START
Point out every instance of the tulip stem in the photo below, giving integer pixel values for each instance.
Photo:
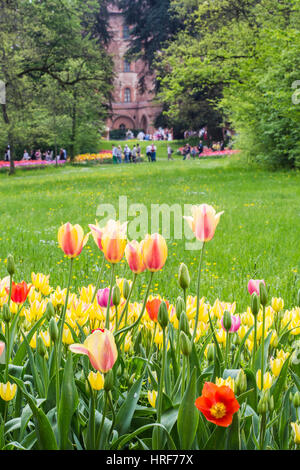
(263, 349)
(110, 295)
(255, 340)
(125, 309)
(59, 349)
(136, 323)
(98, 280)
(198, 292)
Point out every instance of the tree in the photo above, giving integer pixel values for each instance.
(47, 39)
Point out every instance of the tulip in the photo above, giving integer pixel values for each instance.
(96, 380)
(7, 391)
(218, 404)
(253, 285)
(103, 296)
(296, 432)
(114, 241)
(277, 304)
(154, 252)
(71, 239)
(204, 221)
(235, 324)
(101, 349)
(133, 254)
(97, 233)
(152, 307)
(19, 292)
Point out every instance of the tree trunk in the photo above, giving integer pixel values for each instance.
(10, 139)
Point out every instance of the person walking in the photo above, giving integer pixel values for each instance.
(170, 151)
(115, 154)
(138, 152)
(119, 154)
(153, 153)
END
**Exercise directions:**
Copy out all of the material above word for word, leaving out the picture.

**Result below:**
Point out every instance of the tulip stem in the photo below, giving integer pixel values for each instance.
Photo:
(263, 349)
(110, 295)
(255, 340)
(125, 309)
(59, 349)
(136, 323)
(98, 280)
(198, 292)
Point out every instance of the tree in the photo above, giving integer pixel values for each instance.
(47, 39)
Point out every instance of the tulip in the photo above, giving integer pixel values for each instance.
(96, 380)
(7, 391)
(218, 404)
(253, 285)
(103, 296)
(296, 432)
(114, 241)
(277, 304)
(154, 252)
(71, 239)
(204, 221)
(235, 324)
(101, 349)
(133, 254)
(97, 233)
(152, 307)
(19, 292)
Point out every instance of the tree trunk in the photo above, giving integer pixel values for each instance.
(10, 139)
Point out every instance of the person walking in the photo above, giving integer pixel values for each instance.
(170, 151)
(115, 154)
(138, 152)
(119, 154)
(153, 153)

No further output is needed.